----- Text extract
The trial court found that the Krells’ testimony regarding the degree of hardship the gate imposed on them was not credible. It noted that the Krells presented no expert testimony to confirm any ailments or establish the extent of any dexterity or mobility limitations either had.

The trial court stated: during the period from the time of the installation of the gate to the time of trial, [the Krells] have been able to operate and work on and around the boats they have owned, navigate the stairs in their two-story home without the assistance of others, use a ladder for basic home maintenance, operate other gate and latch mechanisms within the development, carry garbage to the community garbage dumpster, and generally take care of their activities of daily living without third-party assistance.

CP at 34.

The trial court also found that “[t]he more probable explanation for [the Krells’] opposition to the gate [was] simply that they do not like that the gate is there, and they do not

No. 60518-0-II

like the way the gate makes them feel.” CP at 34. The trial court found that these “subjective beliefs [were] not sufficient to tip the balance in their favor.” CP at 34.
----------
**Exercise tasks**
A. In the passage on the Krells' gate dispute, what kind of testimony did the trial court say the Krells did not present?
B. Please carry on writing the passage on the Krells' gate dispute, starting after its last sentence.
You won't need the material that comes next.
----- Data segment
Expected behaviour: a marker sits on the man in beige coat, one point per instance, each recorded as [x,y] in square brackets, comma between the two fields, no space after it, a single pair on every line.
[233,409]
----------
**Answers per task**
A. Expert testimony to confirm any ailments or establish the extent of any dexterity or mobility limitations either of them had.

B.
The trial court further found that the gate did not unreasonably interfere with the Krells’ use of the easement. It concluded that the Boys did not breach “any duty they may have to facilitate [the Krells’] use of the easement by their omissions in not objecting to or otherwise preventing or attempting to prevent the installation of the gate.” CP at 34. Accordingly, the trial court dismissed the Krells’ complaint against the Boys with prejudice. The trial court then ordered the parties to be responsible for their own attorney fees and costs incurred.

The Boys moved for reconsideration of the trial court’s decision that each party should be responsible for their own attorney fees and costs. They argued that Section 19.1 of the parties’ CC&Rs required an award of fees to the prevailing party.

The trial court denied the motion for reconsideration, in part. The trial court denied the Boys attorney fees and costs under the CC&Rs based on a finding that there was no dispute that the CC&Rs granted the Krells an easement right across the Boys’ courtyard and that such easement existed and encumbered the Boys’ courtyard. “Rather, the issue in this litigation, as between [the Krells] and [the Boys], was whether the gate constitutes an unreasonable restraint on [the Krells’] easement rights, and whether [the Boys’] breached their duty to facilitate [the Krells’] use of the easement.” CP at 10.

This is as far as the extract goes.